MATERIAL FOR THIS TASK
++++++++
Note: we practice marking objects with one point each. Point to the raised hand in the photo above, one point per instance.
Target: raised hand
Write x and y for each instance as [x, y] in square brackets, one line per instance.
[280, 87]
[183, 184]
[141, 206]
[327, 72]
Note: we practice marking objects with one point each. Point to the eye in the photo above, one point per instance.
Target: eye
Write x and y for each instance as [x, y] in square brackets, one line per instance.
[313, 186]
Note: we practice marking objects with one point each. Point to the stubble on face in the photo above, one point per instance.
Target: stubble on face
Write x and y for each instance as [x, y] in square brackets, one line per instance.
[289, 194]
++++++++
TASK STATEMENT
Pull together all lines from the data that mention the word "practice".

THE COMPLETED TASK
Note: we practice marking objects with one point each. Point to the raised hand in the photo above, one point per instance.
Note: we practice marking objects with one point each. Point to the eye in the photo above, one point per instance.
Note: we practice marking objects with one point each. Point to the stubble on face in the photo above, one point per instance.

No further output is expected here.